» Entries from a point annotation set
****************************************

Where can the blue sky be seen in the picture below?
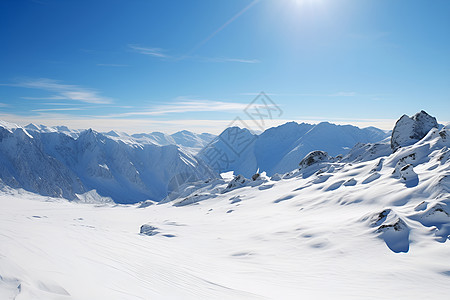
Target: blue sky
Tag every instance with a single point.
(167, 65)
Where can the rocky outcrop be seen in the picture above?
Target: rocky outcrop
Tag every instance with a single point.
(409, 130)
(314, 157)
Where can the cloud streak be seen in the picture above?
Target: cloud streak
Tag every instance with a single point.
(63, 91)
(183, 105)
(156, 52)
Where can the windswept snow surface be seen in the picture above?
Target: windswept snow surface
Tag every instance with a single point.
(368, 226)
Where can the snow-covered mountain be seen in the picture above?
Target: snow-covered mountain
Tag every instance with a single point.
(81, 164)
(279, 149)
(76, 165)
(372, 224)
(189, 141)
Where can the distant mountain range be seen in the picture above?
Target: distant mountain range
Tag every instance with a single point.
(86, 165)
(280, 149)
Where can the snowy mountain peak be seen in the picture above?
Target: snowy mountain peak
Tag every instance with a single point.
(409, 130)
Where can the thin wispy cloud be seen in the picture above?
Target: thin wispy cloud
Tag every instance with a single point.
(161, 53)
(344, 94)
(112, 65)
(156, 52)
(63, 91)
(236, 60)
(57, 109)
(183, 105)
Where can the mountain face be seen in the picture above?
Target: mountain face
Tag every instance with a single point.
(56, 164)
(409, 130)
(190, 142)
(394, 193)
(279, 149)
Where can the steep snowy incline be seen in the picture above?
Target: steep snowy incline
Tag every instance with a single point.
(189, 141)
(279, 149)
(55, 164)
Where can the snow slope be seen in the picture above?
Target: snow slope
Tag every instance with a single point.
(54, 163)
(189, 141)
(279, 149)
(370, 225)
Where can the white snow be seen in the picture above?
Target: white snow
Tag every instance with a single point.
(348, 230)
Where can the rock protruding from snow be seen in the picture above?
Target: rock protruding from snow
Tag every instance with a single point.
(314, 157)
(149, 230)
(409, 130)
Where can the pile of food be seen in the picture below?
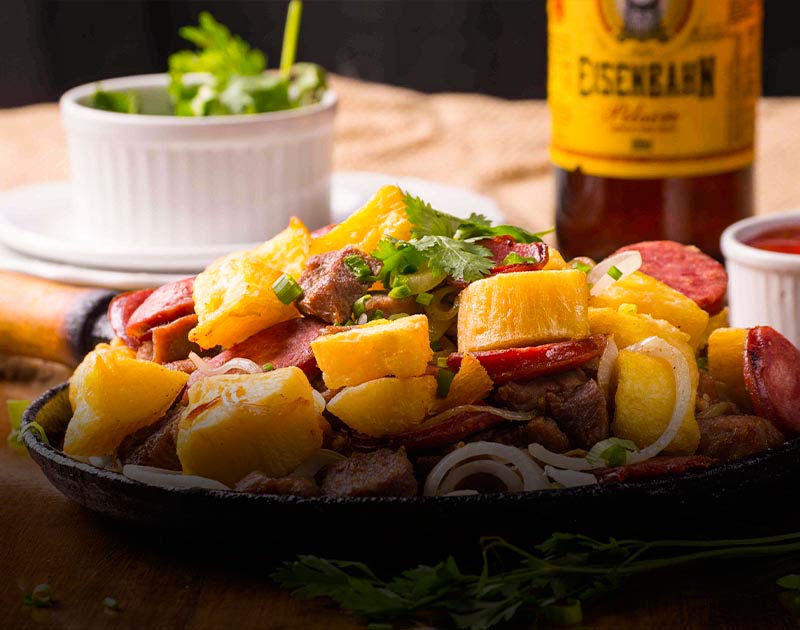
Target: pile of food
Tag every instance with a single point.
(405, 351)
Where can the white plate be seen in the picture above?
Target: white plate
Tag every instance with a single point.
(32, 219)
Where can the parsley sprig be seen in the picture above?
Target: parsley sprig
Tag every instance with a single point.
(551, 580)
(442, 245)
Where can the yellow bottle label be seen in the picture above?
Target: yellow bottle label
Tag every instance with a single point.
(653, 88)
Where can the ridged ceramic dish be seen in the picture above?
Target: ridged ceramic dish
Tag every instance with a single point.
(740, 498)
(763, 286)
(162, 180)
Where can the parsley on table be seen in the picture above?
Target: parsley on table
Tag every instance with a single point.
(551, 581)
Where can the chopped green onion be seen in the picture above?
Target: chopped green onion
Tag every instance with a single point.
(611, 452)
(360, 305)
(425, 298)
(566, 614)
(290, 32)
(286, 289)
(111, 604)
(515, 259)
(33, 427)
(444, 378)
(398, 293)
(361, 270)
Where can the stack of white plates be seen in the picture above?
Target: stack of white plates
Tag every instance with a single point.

****************************************

» Task brief
Leave out the pictures and give the listing above again exactly.

» Final result
Where can the blue sky be seen in the picture below?
Target: blue sky
Tag every instance with a single point.
(167, 65)
Where can the rocky outcrop be seen in the picture above?
Target: rocky outcrop
Tag every instance with a single point.
(409, 130)
(314, 157)
Where can the cloud streak be seen in the picture above?
Target: cloud streak
Tag every instance with a single point.
(63, 91)
(183, 105)
(156, 52)
Where can the windswept snow surface be seen in the picture above?
Target: windswept snow surface
Tag every instance with a single point.
(368, 226)
Where can the snow-covered mountain be seen in the picture above?
Target: snow-covered mountain
Tag every instance with a single point.
(81, 164)
(279, 149)
(76, 165)
(372, 224)
(189, 141)
Where can the distant mountain range be seen in the picture above?
Target: distant mountain range
Tag every instance with a single point.
(86, 165)
(280, 149)
Where can the snowy mountain peak be seen in the picture above?
Target: snowy mountain peak
Tag every instance with a single point.
(409, 130)
Where can the thin wispy cloud be seen in the picture above?
Target: thin wispy cloud
Tag every instance with a single point.
(161, 53)
(344, 94)
(112, 65)
(156, 52)
(63, 91)
(236, 60)
(57, 109)
(183, 105)
Where can the mountain face be seen in the picture above?
Target: mountain face
Tag every instance with a single point.
(56, 164)
(409, 130)
(190, 142)
(394, 193)
(279, 149)
Where can the steep snowy incline be seen in the picture above?
Target: steep snowy incline
Tag every instance with a single point.
(189, 141)
(279, 149)
(55, 164)
Where can the snow slope be seen in the picture above?
Target: snow slope
Tag every instance with a single point.
(54, 163)
(189, 141)
(279, 149)
(370, 225)
Where can the white snow be seen in the picture above?
Target: white snow
Tag every instance with a single point.
(348, 230)
Where can the rock protruding from snow be seen in the picture above?
Target: rock protruding from snow
Tag every instance with a single point.
(314, 157)
(149, 230)
(409, 130)
Where can the pile of food be seen in the picture below?
Target: pile of food
Tag every instance with a single point.
(405, 351)
Where can the white plate be seen in the picture above?
Target: white plate
Tag every instance with a single point.
(32, 219)
Where can the parsley sprig be seen in the picture above?
Target: parsley sprig
Tag every instance with a single point.
(551, 580)
(442, 245)
Where can the yellow bottle label be seen in the picture above?
Target: yellow bottle label
Tag every instance with a single point.
(653, 88)
Where can the ridged ceramic dish be seen in the picture above?
Target: ridged ceramic dish
Tag every instance with a single point.
(740, 498)
(763, 286)
(162, 180)
Where can the parsley on table be seen in the picture above?
Target: parsley on table
Tag every instance with a single point.
(551, 581)
Where can the chopped green onion be seen in the picture above?
Target: chopped green onion
Tag every instance with a single point.
(611, 452)
(360, 305)
(425, 298)
(566, 614)
(290, 32)
(286, 289)
(111, 604)
(515, 259)
(33, 427)
(444, 378)
(398, 293)
(361, 270)
Where can the stack of white plates be seen in the picture above?
Target: stack of white plates
Tag every instance with a single point.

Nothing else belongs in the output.